▶ _Work to complete_: Beginning with the line where "the red balloon, one" appears, retype every remaining line of the data below, both the first and last included.

▶ _Task inputs_:
********************

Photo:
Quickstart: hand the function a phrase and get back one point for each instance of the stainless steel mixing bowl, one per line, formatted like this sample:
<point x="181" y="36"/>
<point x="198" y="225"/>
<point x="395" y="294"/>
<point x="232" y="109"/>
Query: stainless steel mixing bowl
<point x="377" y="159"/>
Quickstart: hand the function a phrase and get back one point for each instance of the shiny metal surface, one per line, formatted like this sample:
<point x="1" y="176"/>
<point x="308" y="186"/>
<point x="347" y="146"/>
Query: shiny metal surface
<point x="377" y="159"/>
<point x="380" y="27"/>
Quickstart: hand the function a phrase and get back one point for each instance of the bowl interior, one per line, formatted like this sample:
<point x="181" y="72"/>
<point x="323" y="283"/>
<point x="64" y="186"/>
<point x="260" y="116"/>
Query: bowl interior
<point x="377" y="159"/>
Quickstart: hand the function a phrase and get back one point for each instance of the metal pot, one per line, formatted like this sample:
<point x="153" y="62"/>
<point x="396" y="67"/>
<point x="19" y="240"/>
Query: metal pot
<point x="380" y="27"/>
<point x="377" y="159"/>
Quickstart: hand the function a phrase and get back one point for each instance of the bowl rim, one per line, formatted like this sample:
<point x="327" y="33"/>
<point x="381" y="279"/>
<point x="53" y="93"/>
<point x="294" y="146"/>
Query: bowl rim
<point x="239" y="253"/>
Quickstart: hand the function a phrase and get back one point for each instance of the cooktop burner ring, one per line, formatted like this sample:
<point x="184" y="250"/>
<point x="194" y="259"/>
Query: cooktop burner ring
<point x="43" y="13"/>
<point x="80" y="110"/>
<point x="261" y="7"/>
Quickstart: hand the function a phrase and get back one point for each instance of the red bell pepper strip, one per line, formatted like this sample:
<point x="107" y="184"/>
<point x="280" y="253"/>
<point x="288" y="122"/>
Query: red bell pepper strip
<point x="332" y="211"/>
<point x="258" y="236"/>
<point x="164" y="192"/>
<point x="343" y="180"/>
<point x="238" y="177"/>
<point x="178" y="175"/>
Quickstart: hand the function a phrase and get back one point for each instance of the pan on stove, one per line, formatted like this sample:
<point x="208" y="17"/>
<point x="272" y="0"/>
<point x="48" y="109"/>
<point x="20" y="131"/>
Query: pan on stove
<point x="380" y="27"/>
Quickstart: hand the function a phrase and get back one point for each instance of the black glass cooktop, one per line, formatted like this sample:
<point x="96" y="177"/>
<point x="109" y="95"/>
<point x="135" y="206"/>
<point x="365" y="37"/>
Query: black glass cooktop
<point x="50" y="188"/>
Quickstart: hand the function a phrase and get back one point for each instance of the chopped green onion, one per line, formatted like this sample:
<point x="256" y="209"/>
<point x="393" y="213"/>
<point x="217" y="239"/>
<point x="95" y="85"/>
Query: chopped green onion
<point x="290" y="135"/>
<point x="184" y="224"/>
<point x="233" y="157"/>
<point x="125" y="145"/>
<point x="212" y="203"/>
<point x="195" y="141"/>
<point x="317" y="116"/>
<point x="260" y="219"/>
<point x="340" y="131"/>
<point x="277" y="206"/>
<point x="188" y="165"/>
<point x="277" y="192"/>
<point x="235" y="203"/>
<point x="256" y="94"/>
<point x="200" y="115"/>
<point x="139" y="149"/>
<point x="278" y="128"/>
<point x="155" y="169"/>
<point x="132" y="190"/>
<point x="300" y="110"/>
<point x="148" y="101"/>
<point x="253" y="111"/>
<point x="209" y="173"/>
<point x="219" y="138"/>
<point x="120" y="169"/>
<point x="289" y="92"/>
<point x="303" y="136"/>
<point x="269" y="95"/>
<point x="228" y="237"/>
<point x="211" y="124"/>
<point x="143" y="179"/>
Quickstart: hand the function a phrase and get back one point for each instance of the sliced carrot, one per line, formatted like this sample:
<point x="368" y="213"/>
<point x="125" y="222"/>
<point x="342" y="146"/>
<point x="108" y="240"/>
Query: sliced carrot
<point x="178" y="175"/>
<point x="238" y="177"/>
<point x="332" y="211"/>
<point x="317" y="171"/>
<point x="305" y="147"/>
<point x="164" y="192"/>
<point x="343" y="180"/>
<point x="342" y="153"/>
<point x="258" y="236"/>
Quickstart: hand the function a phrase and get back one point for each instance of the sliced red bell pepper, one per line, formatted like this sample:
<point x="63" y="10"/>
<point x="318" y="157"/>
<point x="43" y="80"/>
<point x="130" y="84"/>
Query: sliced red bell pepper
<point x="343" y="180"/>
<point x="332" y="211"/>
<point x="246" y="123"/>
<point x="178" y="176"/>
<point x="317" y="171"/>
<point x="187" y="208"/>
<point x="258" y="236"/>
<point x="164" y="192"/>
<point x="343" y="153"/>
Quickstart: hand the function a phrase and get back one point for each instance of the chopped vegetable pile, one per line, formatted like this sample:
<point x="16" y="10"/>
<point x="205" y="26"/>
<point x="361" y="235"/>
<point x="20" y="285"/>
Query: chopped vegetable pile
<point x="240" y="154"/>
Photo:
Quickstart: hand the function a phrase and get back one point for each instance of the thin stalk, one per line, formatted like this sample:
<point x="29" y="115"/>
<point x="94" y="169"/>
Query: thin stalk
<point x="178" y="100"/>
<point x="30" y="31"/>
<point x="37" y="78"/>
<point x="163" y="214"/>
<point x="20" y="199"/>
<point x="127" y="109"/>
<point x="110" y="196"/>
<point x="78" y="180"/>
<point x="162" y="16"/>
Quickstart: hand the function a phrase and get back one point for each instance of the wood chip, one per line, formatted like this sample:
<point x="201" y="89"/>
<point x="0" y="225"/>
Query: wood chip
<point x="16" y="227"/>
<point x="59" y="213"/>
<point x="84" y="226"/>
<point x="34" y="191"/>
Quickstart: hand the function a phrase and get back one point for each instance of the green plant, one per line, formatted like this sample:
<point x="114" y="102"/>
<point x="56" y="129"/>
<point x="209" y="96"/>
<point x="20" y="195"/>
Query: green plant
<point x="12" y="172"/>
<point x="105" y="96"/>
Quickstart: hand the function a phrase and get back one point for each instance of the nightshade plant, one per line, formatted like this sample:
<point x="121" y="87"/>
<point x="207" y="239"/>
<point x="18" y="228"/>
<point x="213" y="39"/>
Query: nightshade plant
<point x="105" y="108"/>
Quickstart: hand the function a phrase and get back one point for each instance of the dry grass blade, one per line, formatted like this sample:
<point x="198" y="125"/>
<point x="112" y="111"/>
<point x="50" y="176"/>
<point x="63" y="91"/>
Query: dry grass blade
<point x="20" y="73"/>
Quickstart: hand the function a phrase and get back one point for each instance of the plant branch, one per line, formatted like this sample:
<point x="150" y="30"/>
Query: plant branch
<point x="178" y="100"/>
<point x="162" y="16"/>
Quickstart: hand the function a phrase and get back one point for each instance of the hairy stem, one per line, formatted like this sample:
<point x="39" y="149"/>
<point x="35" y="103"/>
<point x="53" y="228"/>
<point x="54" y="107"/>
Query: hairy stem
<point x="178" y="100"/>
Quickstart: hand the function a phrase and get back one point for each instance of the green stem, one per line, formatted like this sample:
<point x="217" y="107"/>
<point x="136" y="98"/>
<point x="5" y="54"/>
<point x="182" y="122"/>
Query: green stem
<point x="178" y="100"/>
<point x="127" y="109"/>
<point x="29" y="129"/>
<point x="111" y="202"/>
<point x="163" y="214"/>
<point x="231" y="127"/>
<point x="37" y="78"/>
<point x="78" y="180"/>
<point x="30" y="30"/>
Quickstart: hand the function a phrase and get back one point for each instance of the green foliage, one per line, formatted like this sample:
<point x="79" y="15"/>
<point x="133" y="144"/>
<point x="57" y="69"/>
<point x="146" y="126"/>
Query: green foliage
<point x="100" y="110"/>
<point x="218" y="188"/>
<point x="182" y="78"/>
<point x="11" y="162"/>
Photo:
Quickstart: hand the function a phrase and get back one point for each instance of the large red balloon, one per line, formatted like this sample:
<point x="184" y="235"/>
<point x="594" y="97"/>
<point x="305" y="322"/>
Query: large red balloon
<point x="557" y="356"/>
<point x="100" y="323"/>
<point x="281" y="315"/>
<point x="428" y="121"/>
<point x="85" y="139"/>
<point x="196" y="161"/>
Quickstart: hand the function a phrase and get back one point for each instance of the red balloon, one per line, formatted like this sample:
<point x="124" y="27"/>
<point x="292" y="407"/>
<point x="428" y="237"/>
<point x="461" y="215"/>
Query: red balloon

********************

▶ _Solution_:
Quickstart: hand the function a phrase and get back one point for each instance of the red balloon, one per line, formatted like this sample:
<point x="124" y="27"/>
<point x="292" y="407"/>
<point x="428" y="237"/>
<point x="461" y="215"/>
Query: red balloon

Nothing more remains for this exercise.